* The data
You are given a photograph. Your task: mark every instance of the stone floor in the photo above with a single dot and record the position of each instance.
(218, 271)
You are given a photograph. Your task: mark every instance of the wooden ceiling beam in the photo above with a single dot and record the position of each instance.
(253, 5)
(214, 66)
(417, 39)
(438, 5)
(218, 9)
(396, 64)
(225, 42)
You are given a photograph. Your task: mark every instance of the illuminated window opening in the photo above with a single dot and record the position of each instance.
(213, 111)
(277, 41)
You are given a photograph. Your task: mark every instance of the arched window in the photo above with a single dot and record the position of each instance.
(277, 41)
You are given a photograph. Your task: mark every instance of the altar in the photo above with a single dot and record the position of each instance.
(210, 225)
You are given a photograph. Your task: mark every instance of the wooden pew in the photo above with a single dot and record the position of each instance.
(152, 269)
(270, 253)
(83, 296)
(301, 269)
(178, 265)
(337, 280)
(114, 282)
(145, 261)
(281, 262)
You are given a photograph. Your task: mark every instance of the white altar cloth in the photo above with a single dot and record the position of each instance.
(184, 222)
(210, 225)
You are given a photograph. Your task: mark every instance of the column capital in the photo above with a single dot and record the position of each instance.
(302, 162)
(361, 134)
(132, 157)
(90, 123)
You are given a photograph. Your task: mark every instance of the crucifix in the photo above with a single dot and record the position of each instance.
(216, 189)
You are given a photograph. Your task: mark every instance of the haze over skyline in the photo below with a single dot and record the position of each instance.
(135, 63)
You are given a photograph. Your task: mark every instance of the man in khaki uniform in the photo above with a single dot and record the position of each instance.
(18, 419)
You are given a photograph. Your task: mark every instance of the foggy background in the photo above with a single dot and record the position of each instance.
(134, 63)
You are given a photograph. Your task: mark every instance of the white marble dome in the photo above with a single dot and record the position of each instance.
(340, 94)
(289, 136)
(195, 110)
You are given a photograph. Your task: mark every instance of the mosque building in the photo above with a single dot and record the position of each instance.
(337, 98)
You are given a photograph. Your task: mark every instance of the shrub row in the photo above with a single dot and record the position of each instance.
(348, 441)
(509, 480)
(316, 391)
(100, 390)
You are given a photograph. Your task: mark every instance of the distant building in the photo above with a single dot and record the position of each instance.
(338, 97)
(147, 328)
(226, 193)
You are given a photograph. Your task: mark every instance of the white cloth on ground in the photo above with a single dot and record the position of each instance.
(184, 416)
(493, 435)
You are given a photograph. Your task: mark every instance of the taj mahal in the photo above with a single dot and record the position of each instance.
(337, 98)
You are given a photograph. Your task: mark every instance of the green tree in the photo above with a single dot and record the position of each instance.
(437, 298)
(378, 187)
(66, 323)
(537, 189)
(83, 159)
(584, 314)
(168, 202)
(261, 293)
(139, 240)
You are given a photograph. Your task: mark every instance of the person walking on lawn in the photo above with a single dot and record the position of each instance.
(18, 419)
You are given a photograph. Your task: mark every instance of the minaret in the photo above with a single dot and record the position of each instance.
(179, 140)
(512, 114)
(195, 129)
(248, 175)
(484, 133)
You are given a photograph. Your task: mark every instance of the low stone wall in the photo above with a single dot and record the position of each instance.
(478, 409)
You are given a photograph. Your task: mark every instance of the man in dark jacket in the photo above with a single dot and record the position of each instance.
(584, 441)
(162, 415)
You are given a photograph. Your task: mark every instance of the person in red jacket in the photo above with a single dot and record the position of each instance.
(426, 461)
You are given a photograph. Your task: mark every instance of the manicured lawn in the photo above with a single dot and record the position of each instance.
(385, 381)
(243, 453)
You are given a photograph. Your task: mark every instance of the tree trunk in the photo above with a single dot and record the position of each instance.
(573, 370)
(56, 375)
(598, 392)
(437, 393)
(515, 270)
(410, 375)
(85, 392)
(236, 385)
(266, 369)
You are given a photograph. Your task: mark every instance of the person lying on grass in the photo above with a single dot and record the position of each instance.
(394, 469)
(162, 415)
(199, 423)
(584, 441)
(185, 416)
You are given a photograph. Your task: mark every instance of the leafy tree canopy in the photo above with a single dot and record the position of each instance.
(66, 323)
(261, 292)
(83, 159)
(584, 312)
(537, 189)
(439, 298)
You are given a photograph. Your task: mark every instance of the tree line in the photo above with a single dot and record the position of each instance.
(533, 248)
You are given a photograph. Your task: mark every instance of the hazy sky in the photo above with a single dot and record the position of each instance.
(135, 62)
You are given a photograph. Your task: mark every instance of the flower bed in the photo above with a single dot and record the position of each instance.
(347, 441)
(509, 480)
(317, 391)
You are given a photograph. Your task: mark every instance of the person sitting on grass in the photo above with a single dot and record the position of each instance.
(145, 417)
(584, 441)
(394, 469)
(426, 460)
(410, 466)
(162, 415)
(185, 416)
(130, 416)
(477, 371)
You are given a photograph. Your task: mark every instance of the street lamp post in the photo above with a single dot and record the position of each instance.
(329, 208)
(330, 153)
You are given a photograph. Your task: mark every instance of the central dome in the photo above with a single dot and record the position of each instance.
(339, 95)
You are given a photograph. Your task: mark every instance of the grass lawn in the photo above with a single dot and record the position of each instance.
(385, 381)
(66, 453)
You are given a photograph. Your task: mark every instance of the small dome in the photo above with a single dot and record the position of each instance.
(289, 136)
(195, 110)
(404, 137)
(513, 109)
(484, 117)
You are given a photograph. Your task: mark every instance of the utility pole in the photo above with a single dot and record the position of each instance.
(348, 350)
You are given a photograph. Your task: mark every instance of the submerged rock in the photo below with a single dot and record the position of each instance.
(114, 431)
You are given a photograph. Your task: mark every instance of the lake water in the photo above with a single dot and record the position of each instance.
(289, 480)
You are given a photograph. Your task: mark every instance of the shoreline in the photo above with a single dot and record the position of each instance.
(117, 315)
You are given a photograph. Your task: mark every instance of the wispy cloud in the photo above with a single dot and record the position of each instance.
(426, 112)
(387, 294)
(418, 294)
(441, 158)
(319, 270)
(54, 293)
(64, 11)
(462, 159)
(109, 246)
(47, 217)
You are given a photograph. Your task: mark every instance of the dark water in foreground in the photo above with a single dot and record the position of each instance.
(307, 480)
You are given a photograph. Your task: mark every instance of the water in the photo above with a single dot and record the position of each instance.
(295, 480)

* Work to be completed
Write the complete data out, exactly as above.

* Answer box
You are given a photograph. Your task: mark every instance of the stone floor in the photo above with a single dot and record the position of each instance.
(218, 271)
You are given a photograph. Your task: mark every instance of the wooden ceiling beam in the photo above with a single dot and record the position of each instance.
(253, 5)
(214, 66)
(417, 39)
(438, 5)
(218, 9)
(396, 64)
(225, 42)
You are given a photograph. Your task: mark every instance of the illuminated window opening in the photo above with a single dot and record the position of each instance.
(213, 111)
(277, 41)
You are given a photograph. Your task: mark every instance of the arched window in the photo above with a single dot and record the position of each instance.
(277, 41)
You are given a photograph. Your task: mark every instance of the altar in the photo above with a single dot and record the position of each instance.
(210, 225)
You are given a photograph. Your task: mark every instance of the wooden pew in the photo above with a single dot and record the position of each instance.
(152, 269)
(270, 253)
(83, 296)
(301, 269)
(178, 265)
(337, 280)
(114, 282)
(145, 261)
(281, 262)
You are given a photograph. Your task: mark every instance of the white altar cloth in the photo above with a single dot and record the position of each instance.
(184, 222)
(210, 225)
You are given a photograph. Your task: mark every instance of the column capital in the photo above with a single dot and record the position of each instance.
(302, 162)
(361, 134)
(132, 157)
(90, 123)
You are given a photograph. Your task: mark every instance of the crucifix in the photo above with a single dot and record the position of each instance.
(216, 189)
You are given a photograph. Your task: mark every instance of the haze over skyline in the photo below with a single dot and record the position of each instance.
(135, 63)
You are given a photograph. Your task: mark every instance of the man in khaki uniform in the photo above with a single dot and record the position of each instance.
(18, 419)
You are given a photograph. Your task: mark every instance of the foggy background in the photo above with a single dot and record the position of each instance.
(134, 63)
You are given a photograph. Your task: mark every instance of the white marble dome in the photo above with a single dot and record the position of each instance.
(340, 94)
(289, 136)
(195, 110)
You are given a photograph. Your task: mark every instance of the mosque building in the photo above with a single dot and record the position of each instance.
(337, 98)
You are given a photograph. Your task: mark every instance of the shrub row in the photo above with a single dot and record the position of each instance.
(348, 441)
(509, 480)
(316, 391)
(100, 390)
You are given a photograph. Your task: mark every instance of the distant building in the photo above with a single dot and record the position of each instance.
(338, 97)
(147, 328)
(226, 193)
You are given a photograph. Your task: mark every instance of the white cloth on ground in the photo above with a single dot and record the position of each instance.
(184, 416)
(493, 435)
You are given a photograph. Your task: mark every instance of the taj mahal in the photo above with a single dot and record the position of each instance.
(337, 98)
You are given a photograph. Your task: mark every instance of the green tree in the photo above with a single dot and record the position of each instance.
(437, 298)
(378, 187)
(66, 323)
(537, 189)
(83, 159)
(584, 314)
(168, 202)
(261, 293)
(139, 240)
You are given a photograph. Your task: mark every instance of the person walking on lawn in the photo above with a single dot and record the position of each instance.
(18, 419)
You are given a photograph. Your task: mark every instance of the minaret in the photo above with a single dot and record the position of each instance.
(179, 140)
(512, 114)
(195, 129)
(248, 175)
(484, 133)
You are given a photograph. Your task: mark every instance of the low stone wall in the photo above with a single dot and record the position of each instance.
(478, 409)
You are given a photograph. Your task: mark every instance of the man in dark jacket in the photo above with a single dot and record the position of each instance.
(584, 441)
(162, 415)
You are given a photograph. Your task: mark every instance of the person in red jacket in the photo above with a single dot and record the position of each instance.
(426, 461)
You are given a photograph. Your task: mark every instance of the manicured lawn in the photo above with a single dot and record the position of each instance.
(385, 381)
(243, 453)
You are given a photograph. Your task: mark every instance of the tree trunk in the photo above with a single dot and record the position of each instance.
(573, 370)
(56, 375)
(598, 392)
(437, 393)
(515, 270)
(410, 375)
(85, 392)
(236, 385)
(266, 369)
You are given a photograph. Your task: mark every instance of the person lying on grass in the photo above with a single dot and record the position of each instance.
(394, 469)
(162, 415)
(199, 423)
(584, 441)
(185, 416)
You are given a photograph. Your task: mark every instance of the leafy tree canopy in the photo above with a single dot and record the position of each instance.
(66, 323)
(261, 292)
(83, 159)
(584, 312)
(537, 189)
(439, 298)
You are given a photograph. Your task: mark every instance of the tree line in the photo above with a single dot and record the position of each instance.
(533, 248)
You are given a photograph. Your task: mark every instance of the hazy sky in the photo above with a single dot and record the position of each instance.
(135, 62)
You are given a photograph. Your task: mark every instance of the flower bed in the photo above with a single dot and record the position of each instance.
(347, 441)
(509, 480)
(317, 391)
You are given a photograph. Your task: mark every instance of the person sitting on grass in the photo above with a single dot and record the position of each instance.
(145, 417)
(584, 441)
(394, 469)
(426, 460)
(410, 466)
(162, 415)
(185, 416)
(130, 416)
(477, 371)
You are given a photograph. Your task: mark every instance of the street lamp post in the photo above with a single dot and record the position of each instance.
(329, 208)
(330, 153)
You are given a photograph. Your task: mark every instance of the central dome in the photo above with a single dot and record the position of each instance.
(339, 95)
You are given a photograph. Your task: mark every instance of the grass lawn in the photo above with a single dot and record the position of each instance.
(385, 381)
(66, 453)
You are given a photograph. Your task: mark every instance of the small dome in the photo above with a single dot and record the position of each instance.
(289, 136)
(195, 110)
(404, 137)
(513, 109)
(484, 117)
You are given a photograph. Your task: mark every instance of the utility pole in the photo above with a single dot and record the position of each instance.
(348, 350)
You are given a photograph. Your task: mark every instance of the submerged rock in the photo below with a single dot and record the position of each instance.
(114, 431)
You are given a photograph. Your task: mark every instance of the lake water in the photo above with a single dot and record the position of each instance.
(289, 480)
You are given a photograph. Your task: mark every instance of the shoreline in the photo above with a single dot and record the position of each instance.
(117, 315)
You are given a photograph. Your task: mark every instance of the wispy cloud in the photo above with a single dot and record the position of each instance.
(426, 112)
(387, 294)
(418, 294)
(441, 158)
(319, 270)
(54, 293)
(64, 11)
(462, 159)
(109, 246)
(47, 217)
You are given a photograph. Your task: mark every instance of the dark water in foreground in the photo above with a single dot and record the position of each instance.
(307, 480)
You are given a photograph. Your task: mark every instance of the water in the photo above with a single dot and record the position of each instance.
(295, 480)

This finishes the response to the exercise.